Tetra – Technical

Tetra – Technical

For its modulation TETRA, uses ​π4 differential quadrature phase-shift keying. The symbol (baud) rate is 18,000 symbols per second, and each symbol maps to 2 bits, thus resulting in 36,000 bit/s gross.

As a form of phase shift keying is used to transmit data during each burst, it would seem reasonable to expect the transmit power to be constant. However it is not. This is because the sidebands, which are essentially a repetition of the data in the main carrier’s modulation, are filtered off with a sharp filter so that unnecessary spectrum is not used up. This results in an amplitude modulation and is why TETRA requires linear amplifiers. The resulting ratio of peak to mean (RMS) power is 3.65 dB. If non-linear (or not-linear enough) amplifiers are used, the sidebands re-appear and cause interference on adjacent channels. Commonly used techniques for achieving the necessary linearity include Cartesian loops, and adaptive predistortion.

The base stations normally transmit continuously and (simultaneously) receive continuously from various mobiles on different carrier frequencies; hence the TETRA system is a frequency-division duplex (FDD) system. TETRA also uses FDMA/TDMA (see above) like GSM. The mobiles normally only transmit on 1 slot/4 and receive on 1 slot/4 (instead of 1 slot/8 for GSM).

Speech signals in TETRA are sampled at 8 kHz and then compressed with a vocoder using algebraic code-excited linear prediction (ACELP). This creates a data stream of 4.567 kbit/s. This data stream is error-protection encoded before transmission to allow correct decoding even in noisy (erroneous) channels. The data rate after coding is 7.2 kbit/s. The capacity of a single traffic slot when used 17/18 frames.

A single slot consists of 255 usable symbols, the remaining time is used up with synchronisation sequences and turning on/off, etc. A single frame consists of 4 slots, and a multiframe (whose duration is 1.02 seconds) consists of 18 frames. Hyperframes also exist, but are mostly used for providing synchronisation to encryption algorithms.

• **TASK OBJECTIVE**
Reproduce word for word the part of the TETRA text from "Speech signals in" up to and including "used 17/18 frames.". Rely solely on the TETRA text.

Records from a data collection
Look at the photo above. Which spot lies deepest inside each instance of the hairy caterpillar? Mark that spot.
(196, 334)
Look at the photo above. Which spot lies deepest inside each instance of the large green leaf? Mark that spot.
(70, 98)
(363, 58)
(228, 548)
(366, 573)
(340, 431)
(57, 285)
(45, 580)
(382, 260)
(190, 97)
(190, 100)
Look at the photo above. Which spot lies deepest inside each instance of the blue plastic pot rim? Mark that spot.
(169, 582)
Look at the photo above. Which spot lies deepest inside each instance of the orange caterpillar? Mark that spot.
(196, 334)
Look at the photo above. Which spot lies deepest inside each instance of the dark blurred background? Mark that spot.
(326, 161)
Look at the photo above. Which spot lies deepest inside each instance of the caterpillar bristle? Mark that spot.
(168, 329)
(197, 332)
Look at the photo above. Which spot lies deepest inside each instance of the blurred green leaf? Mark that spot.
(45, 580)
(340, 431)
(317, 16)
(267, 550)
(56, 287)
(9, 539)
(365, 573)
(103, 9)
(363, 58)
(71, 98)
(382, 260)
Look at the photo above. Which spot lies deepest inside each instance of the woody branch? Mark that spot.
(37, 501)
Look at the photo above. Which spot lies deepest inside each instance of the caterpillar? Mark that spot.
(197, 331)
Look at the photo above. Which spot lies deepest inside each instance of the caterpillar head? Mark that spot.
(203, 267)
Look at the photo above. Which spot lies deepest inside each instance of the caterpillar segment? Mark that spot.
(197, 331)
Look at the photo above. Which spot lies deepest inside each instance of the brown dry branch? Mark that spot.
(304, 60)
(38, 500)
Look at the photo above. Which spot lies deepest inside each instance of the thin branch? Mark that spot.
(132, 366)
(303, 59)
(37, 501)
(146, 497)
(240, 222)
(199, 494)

• **CORRECT RESPONSE**
Speech signals in TETRA are sampled at 8 kHz and then compressed with a vocoder using algebraic code-excited linear prediction (ACELP). This creates a data stream of 4.567 kbit/s. This data stream is error-protection encoded before transmission to allow correct decoding even in noisy (erroneous) channels. The data rate after coding is 7.2 kbit/s. The capacity of a single traffic slot when used 17/18 frames.